**DESCRIÇÃO DO PROBLEMA**
Segundo o trecho sobre o ensino de Português, qual tem sido o ponto crítico desse ensino?

Contudo, repensar o ensino de língua como fundamento na Linguística não
significa introduzir diretamente, nas escolas de 1º e 2º graus, as formulações
teóricas mais recentes; nem se trata de realizar um exercício meramente mecânico
de passar as conclusões teóricas para a atividade pedagógica; é, isto sim,
desenvolver uma pedagogia de Português a partir de se assumir uma ou outra ou
várias das diferentes teorias linguísticas. É um trabalho indireto e, por isso,
interdisciplinar.
Uma
compreensão mais rica do fenômeno linguístico - fornecida pelas formulações
teóricas - será o suporte para a definição de novas diretrizes para o ensino.
A linguística
aplicada ao ensino de línguas absorverá os aspectos centrais que decorrem do
conhecimento científico da natureza e funcionamento da linguagem e das línguas,
da sua aquisição e domínio por parte de um falante, do papel que desempenham no
seio das comunidades, e suscitará que informem a didática, constituindo-se em
instrumento de configuração, de equacionamento e também de resolução de
problemas que atingem esta área de atividade.8
Também não é
o caso de introduzir uma terminologia nova - oriunda das teorias linguísticas -
nas gramáticas tradicionais e no ensino - como tem ocorrido com certa frequência
- e pensar que se está com isso produzindo uma mudança qualitativa no ensino de
língua.
O ponto
crítico do ensino de Português tem sido a ênfase unilateral ao estudo da teoria
gramatical. Nossos alunos passam onze anos nas escolar e, frequentemente, o que
lhes é apresentado é apenas metalíngua - conceitos, regras, exceções.
Em estudos
realizados sobre a gramática tradicional, FARACO acentua que a língua continua a ser vista de modo cristalizado:
para as gramáticas tradicionais só existe uma língua portuguesa (aquela
prevista por elas); as variantes linguísticas, em geral, são vistas como formas
erradas, condenadas, não recomendáveis, uma espécie de corrupção da
língua verdadeira, pura.

**LINHAS DE DADOS**
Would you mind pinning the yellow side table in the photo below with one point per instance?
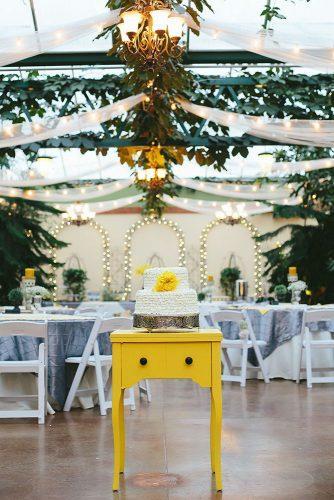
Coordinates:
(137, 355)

* * *

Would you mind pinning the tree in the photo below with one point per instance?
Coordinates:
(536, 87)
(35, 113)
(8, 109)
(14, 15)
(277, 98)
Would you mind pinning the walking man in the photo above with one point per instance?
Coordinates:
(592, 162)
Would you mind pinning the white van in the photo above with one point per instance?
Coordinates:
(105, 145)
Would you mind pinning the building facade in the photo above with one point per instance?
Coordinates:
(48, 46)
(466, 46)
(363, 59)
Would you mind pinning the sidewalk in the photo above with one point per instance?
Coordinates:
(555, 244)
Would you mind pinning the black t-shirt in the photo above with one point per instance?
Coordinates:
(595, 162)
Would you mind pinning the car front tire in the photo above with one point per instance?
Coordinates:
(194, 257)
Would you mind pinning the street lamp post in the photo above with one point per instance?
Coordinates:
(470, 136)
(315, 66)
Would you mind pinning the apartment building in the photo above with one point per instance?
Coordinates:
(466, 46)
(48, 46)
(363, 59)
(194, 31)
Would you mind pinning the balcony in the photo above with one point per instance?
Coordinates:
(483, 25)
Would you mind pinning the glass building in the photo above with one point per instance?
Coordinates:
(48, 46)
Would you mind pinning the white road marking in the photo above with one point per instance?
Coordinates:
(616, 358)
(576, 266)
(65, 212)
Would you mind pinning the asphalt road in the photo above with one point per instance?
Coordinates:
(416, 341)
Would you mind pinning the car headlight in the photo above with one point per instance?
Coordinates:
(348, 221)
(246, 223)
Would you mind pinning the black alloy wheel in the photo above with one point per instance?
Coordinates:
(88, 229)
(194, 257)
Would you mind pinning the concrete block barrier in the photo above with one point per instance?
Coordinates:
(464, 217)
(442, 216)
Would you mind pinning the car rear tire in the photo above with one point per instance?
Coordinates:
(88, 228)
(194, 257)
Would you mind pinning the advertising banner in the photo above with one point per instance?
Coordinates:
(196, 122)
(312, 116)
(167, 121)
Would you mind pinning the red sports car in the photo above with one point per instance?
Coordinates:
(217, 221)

**RESPOSTA DO EXERCÍCIO**
A ênfase unilateral ao estudo da teoria gramatical.